Set task: Find every line in the entries below that contains the string "pool" and copy each one. Match case exactly.

Supplied material:
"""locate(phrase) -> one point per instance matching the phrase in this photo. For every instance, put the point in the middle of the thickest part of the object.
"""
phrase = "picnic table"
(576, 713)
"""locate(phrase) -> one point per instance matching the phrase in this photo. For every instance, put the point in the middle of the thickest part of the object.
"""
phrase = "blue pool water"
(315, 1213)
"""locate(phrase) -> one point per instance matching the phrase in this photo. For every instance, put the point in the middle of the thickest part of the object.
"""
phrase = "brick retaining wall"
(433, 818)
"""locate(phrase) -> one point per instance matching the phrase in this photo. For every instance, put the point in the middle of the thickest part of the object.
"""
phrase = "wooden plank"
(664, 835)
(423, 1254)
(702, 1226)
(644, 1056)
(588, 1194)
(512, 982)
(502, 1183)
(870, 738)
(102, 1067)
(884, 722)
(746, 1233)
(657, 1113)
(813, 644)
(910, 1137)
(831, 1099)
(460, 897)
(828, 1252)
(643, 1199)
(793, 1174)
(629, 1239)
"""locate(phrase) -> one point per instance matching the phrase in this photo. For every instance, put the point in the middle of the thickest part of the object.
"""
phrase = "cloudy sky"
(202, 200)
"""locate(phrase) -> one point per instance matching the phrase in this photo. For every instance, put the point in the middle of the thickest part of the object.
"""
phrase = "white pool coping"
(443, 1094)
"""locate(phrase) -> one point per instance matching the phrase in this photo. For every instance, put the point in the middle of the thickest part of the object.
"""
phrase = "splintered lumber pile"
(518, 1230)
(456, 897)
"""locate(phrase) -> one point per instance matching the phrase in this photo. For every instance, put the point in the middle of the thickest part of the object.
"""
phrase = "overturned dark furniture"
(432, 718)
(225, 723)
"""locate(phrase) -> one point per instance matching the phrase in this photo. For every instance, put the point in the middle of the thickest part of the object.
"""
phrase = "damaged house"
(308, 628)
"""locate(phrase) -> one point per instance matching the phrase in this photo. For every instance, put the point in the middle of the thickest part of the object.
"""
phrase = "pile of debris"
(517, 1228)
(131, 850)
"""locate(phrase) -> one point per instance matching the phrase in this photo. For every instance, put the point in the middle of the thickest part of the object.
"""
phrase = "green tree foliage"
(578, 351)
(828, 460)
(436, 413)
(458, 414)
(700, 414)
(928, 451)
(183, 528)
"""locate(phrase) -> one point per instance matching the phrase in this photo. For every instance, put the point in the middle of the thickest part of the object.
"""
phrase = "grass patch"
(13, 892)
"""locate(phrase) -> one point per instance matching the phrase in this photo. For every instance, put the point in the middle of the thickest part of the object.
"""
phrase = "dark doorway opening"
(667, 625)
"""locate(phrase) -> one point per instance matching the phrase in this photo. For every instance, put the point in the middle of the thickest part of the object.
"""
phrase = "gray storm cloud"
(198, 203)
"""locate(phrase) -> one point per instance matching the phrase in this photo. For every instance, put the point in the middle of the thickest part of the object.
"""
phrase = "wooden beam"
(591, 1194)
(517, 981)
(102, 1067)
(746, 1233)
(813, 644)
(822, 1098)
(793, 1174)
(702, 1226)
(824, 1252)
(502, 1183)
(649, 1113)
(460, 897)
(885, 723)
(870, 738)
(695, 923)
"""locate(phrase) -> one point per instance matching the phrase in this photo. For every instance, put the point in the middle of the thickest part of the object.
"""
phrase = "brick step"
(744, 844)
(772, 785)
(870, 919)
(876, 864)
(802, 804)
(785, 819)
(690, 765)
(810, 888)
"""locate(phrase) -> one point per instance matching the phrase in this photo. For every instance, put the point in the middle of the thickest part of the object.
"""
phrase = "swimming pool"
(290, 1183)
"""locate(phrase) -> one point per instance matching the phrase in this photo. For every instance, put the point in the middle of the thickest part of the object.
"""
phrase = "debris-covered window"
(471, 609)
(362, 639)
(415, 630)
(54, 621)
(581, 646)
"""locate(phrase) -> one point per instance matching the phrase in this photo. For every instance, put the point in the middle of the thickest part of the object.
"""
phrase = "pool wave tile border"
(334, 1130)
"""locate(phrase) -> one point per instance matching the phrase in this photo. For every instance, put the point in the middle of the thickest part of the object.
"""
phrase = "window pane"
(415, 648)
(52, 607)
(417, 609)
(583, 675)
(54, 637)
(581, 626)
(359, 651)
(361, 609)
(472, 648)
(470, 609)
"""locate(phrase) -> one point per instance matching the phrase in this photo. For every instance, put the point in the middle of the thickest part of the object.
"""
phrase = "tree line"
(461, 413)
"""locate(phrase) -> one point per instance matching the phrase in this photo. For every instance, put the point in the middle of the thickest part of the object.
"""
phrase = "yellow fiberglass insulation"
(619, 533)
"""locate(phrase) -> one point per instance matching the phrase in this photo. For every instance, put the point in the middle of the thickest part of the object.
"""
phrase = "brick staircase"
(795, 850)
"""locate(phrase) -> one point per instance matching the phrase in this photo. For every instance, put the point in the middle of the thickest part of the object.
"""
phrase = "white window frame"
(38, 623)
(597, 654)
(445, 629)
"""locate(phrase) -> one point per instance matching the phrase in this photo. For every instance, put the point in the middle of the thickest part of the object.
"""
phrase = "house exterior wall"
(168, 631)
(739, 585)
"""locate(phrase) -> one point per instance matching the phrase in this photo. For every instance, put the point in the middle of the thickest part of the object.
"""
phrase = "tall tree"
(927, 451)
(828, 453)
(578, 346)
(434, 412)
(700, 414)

Problem solution:
phrase = "blue pool water"
phrase = "white pool coping"
phrase = "swimming pool"
phrase = "pool wave tile border"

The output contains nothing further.